## EXERCISE 1:
Print the passage of the Game of Thrones commentary below, word for word, from "Game of Thrones" to "half of it.".

::: EXTRACT TO READ

Just to catch you up, briefly, on the Aegon storyline in the books: Varys has been secretly grooming a young man, whom he claims to be the son of the late-Prince Rhaegar, to be the next King of the Seven Kingdoms. The child was supposed to have been killed when King’s Landing was sacked at the end of Robert’s rebellion but Varys says he snuck him out. There’s plenty of reason to suspect that the boy is actually a distant Targaryen bastard (known as a Blackfire) but it doesn’t matter. The point is he will have a claim (legitimate or not) to the Iron Throne. He will actually have a better claim that Daenerys, in fact.
Granted, book readers didn’t appreciate the Aegon storyline at first. It seemed like a shaggy dog story that was only thrown out there to give Tyrion something to do before he meets Daenerys. Now, in light of the final season, it’s clear that GRRM has much bigger intentions for the character. More on that in a bit.
The point is, by not using that potentially huge storyline/content-mine, B&W severely handicapped how much story they had left to adapt. Thus, they were forced to go their own way, chase rabbits of their own design, and develop a season five and six into something only tangentially recognizable to the books. By the time season six ended there was simply no more book material to draw from.
And this is where we take a burning log off the B&W pyre and throw it under GRRM’s tied-up body.
Game of Thrones season one concluded just as A Dance with Dragons hit bookshelves. In that time, the show has come and gone…and we’ve been given exactly zero new books. GRRM released three books in the span of six years and then released two more in the span of eleven. While we’re criticizing B&W for rushing through a cliff’s notes version of the ending, let’s remember that they only had cliff’s notes to work with. They were hired to adapt, and they did a phenomenal job adapting the books in the first four years. Both parties are to blame for what happened in seasons five and six: George gave them very little more to work with and B&W chose to take what they had and throw away half of it.
That being said, B&W deserve all the blame for the final two seasons.
A lot of people online are trying to make the case that the problem these past two years have been B&W’s writing style vs George’s writing style. George is a “panster,” they say, while B&W are “plotters.” The difference between the terms is this: A pantser is a writer who flies (writes) by the seat his/her pants, letting characters grow and develop while the basic story works around the organic changes that happen in writing. A plotter is someone like JK Rowling, who famously mapped out every major plot point (and many minor ones too) from book one to book seven in the Harry Potter series before she wrote the first book.
It’s true that George is a pantser; he prefers the title “gardener,” in that he plants (plot)seeds and waters them to see if they will sprout any ideas to be explored. He still has a basic outline; he knows where characters will end up, but he allows himself the freedom to let the tale (as Tolkien would say) “grow in the telling.”
It is not true to label B&W as “plotters,” however.

::::::

## EXERCISE 2:
Locate every line in the rows below that contains the string "small", treating uppercase and lowercase as different, and copy each of those lines.

::: DATA PROVIDED

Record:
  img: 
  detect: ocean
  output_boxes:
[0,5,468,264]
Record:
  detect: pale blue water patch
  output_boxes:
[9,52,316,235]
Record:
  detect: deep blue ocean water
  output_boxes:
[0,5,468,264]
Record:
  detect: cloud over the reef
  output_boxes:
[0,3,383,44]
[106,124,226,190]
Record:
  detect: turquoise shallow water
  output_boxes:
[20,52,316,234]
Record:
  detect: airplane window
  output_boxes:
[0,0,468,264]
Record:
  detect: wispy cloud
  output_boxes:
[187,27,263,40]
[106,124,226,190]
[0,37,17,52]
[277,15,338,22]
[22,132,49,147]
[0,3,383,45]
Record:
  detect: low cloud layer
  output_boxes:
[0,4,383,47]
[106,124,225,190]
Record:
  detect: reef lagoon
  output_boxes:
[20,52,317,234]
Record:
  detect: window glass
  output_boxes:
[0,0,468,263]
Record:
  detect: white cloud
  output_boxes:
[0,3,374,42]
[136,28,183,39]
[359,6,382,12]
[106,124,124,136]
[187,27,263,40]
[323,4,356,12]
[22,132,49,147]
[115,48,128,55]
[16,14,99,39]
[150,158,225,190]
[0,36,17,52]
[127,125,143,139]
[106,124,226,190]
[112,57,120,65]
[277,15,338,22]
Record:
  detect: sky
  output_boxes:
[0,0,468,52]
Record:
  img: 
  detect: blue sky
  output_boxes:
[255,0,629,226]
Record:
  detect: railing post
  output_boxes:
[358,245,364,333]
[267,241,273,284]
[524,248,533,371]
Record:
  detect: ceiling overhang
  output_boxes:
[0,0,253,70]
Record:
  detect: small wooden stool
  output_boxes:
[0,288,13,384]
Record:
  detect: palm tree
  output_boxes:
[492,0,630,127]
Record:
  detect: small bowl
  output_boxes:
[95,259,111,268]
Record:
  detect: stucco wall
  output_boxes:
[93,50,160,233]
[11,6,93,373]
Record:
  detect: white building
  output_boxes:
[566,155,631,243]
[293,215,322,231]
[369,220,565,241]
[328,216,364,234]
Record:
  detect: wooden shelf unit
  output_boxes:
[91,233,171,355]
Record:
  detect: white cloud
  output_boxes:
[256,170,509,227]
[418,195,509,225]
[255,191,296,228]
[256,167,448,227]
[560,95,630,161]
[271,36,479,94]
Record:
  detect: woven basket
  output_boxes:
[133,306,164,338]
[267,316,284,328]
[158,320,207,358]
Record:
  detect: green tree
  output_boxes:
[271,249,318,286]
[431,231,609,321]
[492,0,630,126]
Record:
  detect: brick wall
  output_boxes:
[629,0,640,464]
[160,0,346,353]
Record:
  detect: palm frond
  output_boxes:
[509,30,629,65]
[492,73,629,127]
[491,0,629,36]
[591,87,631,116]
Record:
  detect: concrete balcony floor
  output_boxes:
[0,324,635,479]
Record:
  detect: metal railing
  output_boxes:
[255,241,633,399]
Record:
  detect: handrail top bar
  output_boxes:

::::::

## WORKED SOLUTION 1:
Game of Thrones season one concluded just as A Dance with Dragons hit bookshelves. In that time, the show has come and gone…and we’ve been given exactly zero new books. GRRM released three books in the span of six years and then released two more in the span of eleven. While we’re criticizing B&W for rushing through a cliff’s notes version of the ending, let’s remember that they only had cliff’s notes to work with. They were hired to adapt, and they did a phenomenal job adapting the books in the first four years. Both parties are to blame for what happened in seasons five and six: George gave them very little more to work with and B&W chose to take what they had and throw away half of it.

## WORKED SOLUTION 2:
  detect: small wooden stool
  detect: small bowl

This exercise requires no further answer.